[Excerpts from a dataset on pointing at objects]
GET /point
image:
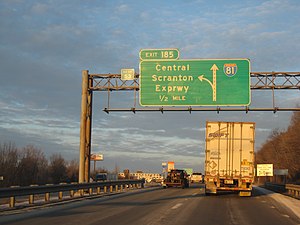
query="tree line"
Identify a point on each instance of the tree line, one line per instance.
(282, 149)
(27, 166)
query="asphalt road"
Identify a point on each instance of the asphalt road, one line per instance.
(162, 206)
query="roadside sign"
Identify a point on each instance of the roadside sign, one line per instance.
(264, 170)
(159, 54)
(200, 82)
(96, 157)
(127, 74)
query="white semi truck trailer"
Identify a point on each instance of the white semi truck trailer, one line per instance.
(229, 160)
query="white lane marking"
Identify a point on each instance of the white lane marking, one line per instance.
(177, 206)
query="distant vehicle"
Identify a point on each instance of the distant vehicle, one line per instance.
(101, 177)
(229, 160)
(196, 178)
(176, 178)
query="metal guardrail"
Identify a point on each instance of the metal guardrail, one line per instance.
(82, 188)
(293, 190)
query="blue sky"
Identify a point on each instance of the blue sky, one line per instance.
(44, 46)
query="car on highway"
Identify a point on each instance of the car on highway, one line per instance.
(176, 178)
(196, 178)
(101, 177)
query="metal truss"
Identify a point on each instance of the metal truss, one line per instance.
(259, 81)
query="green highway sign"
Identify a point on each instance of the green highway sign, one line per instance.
(202, 82)
(159, 54)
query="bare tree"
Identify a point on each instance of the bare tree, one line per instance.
(32, 167)
(73, 170)
(8, 164)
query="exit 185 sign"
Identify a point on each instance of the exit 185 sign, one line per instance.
(202, 82)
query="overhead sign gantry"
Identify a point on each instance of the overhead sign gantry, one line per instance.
(207, 77)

### REQUEST
Please pick out every line in the material above that contains the word "highway", treating case as significant, and copy each of those lines.

### FINAL ANSWER
query="car on highway"
Identify a point on each instance of the car on highway, one line per instance.
query="green highway sign"
Identify a point on each instance of the green highway sign, one line per instance.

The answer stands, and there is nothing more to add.